#### [Short task A]
In the birthday thread, what age does harson say he has reached?

# Happy Birthday To Me



## harson (Oct 21, 2011)

That,s me a big 41 now cant wait for the postman to bring some goodies.


----------



## newconvert (Dec 12, 2011)




----------



## Charles (Aug 26, 2010)

Indeed, a very hapy birthday to you, young fella!

Cheers ..... Charles


----------



## Setarip (Mar 27, 2012)

Happy Birthday! What ya get?


----------



## treefork (Feb 1, 2010)

HAPPY BIRTHDAY HARSON!


----------



## Rockape66 (Dec 18, 2011)

Happy Birthday, John!


----------



## rockslinger (Nov 16, 2010)

Happy Birthday!


----------



## tnflipper52 (Jan 26, 2012)

41, seems like a long time ago, and it was. Happy birthday and many more to come.


----------



## Jaxter (Jan 23, 2012)

Happy birthday to you, happy birthday to you, happy birthday to harson happy birthday to you.


----------



## akmslingshots (Mar 2, 2012)

happy birthday sir! was that 21 you said


----------



## quarterinmynose (Jan 21, 2012)

Missed this post yesterday, but......HAPPY BIRTHDAY!!!


----------



## Dayhiker (Mar 13, 2010)

Happy Birthday!!!


----------



## Viper010 (Apr 21, 2012)

happy b-day bro! and many more to come!


----------



## Mr.Teh (Feb 28, 2012)

Best wishes and health to you ,happy b- day...Mr.Teh


----------



## harson (Oct 21, 2011)

Well i was late home from work today and the postie had left this lot for me ,a trio of stunning slingshots made by the master of his craft andy the one and only AKM SLINGSHOTS i realy dont know what to say about the quality of these ,you guys can judge for yourself,s , i ordered a sling for my birthday and andy gave me a good deal that included one of his stunning ltd edition saleos ,i got a surprise when i opened up and saw that he had included a lovely cherry natural as a gift for my birthday ,well here they are ,enjoy.

#### [Short task B]
Update the rows that follow by replacing "distant building" with "far-off building" and leaving everything else in them unchanged.

#### [Recorded data]
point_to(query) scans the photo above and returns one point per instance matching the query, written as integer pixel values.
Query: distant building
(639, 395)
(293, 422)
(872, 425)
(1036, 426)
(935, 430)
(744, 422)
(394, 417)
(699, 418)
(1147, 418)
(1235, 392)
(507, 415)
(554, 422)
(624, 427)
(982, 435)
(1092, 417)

#### [Task answer A]
41

#### [Task answer B]
point_to(query) scans the photo above and returns one point per instance matching the query, written as integer pixel values.
Query: far-off building
(639, 395)
(293, 422)
(872, 425)
(1036, 426)
(935, 430)
(744, 422)
(394, 417)
(699, 418)
(1147, 418)
(1235, 392)
(507, 415)
(554, 422)
(624, 427)
(982, 435)
(1092, 417)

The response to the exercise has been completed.